### What needs to be done
Restate each record below word for word, skipping images.

### Records for the task
# # # # # # #
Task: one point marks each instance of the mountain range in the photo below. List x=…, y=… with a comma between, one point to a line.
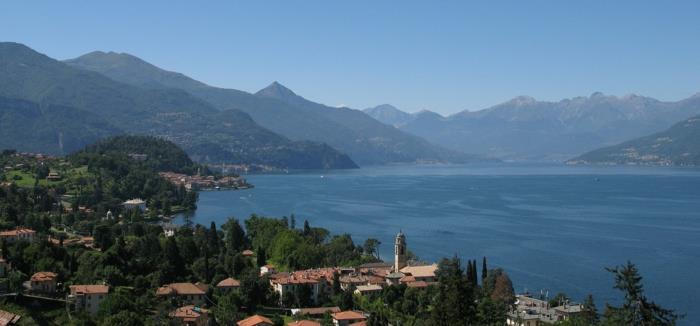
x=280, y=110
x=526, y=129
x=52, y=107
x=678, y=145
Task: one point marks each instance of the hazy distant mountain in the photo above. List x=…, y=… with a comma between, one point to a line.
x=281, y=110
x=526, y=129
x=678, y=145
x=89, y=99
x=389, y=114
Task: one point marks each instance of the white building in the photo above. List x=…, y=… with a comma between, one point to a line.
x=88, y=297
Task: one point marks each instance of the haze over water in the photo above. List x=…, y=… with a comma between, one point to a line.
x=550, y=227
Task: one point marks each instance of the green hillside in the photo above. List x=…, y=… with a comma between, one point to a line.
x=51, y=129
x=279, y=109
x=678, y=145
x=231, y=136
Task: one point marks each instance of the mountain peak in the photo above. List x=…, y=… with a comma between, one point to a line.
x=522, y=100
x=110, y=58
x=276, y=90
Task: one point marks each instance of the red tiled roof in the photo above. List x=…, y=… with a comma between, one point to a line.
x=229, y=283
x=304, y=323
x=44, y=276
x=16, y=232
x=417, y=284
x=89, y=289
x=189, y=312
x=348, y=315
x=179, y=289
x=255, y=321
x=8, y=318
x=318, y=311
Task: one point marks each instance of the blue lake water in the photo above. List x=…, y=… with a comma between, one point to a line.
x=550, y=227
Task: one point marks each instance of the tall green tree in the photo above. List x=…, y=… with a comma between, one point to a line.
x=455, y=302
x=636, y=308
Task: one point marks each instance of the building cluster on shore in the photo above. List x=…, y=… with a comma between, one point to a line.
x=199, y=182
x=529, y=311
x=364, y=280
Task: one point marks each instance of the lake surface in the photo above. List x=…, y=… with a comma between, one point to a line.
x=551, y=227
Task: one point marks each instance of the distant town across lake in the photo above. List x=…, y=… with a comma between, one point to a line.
# # # # # # #
### Exercise solution
Task: one point marks each instance of the mountain range in the photo below. List x=…, y=… with a comma between, one point to a line.
x=280, y=110
x=526, y=129
x=52, y=107
x=678, y=145
Task: one point marks each instance of the hazy distant mountain in the photo above. List x=…, y=… with a comma between, one point to a line.
x=281, y=110
x=526, y=129
x=678, y=145
x=89, y=99
x=389, y=114
Task: one point marks each instance of the white building in the photo above. List x=…, y=… with a comma between, one point to a line.
x=88, y=297
Task: one point marks each instance of the haze over water in the photo above. List x=…, y=… with a comma between, one point to a line.
x=550, y=227
Task: one point marks each instance of the green hillside in the photo above. List x=…, y=… with a comma between, one point to a line.
x=51, y=129
x=279, y=109
x=678, y=145
x=231, y=136
Task: one point marks each instance of the mountain peak in the photo above. List x=…, y=… with a comma between, one point to a line.
x=522, y=100
x=110, y=58
x=276, y=90
Task: one point marks each instance of the red tiled roof in the photo above. List x=…, y=… with a comma between, one point to a line.
x=229, y=283
x=304, y=323
x=44, y=276
x=16, y=232
x=417, y=284
x=89, y=289
x=189, y=312
x=348, y=315
x=179, y=289
x=255, y=321
x=8, y=318
x=318, y=311
Task: one point marks each instance of the blue lake water in the photo above. List x=…, y=… with a comma between, one point to a line.
x=550, y=227
Task: one point marks each instance of the tall green tree in the photo above. List x=…, y=… with a comma between, one point to a line.
x=455, y=302
x=636, y=308
Task: one point marks each instance of the building cluster on shore in the photo above. List x=…, y=… with a comma between, one point to a line.
x=199, y=182
x=529, y=311
x=364, y=280
Task: one point marks each instance of the lake surface in the photo above. List x=…, y=… with a comma between, one point to a line.
x=551, y=227
Task: one point marks each instance of the distant town across lake in the photo above. List x=…, y=… with a comma between, one point to a line.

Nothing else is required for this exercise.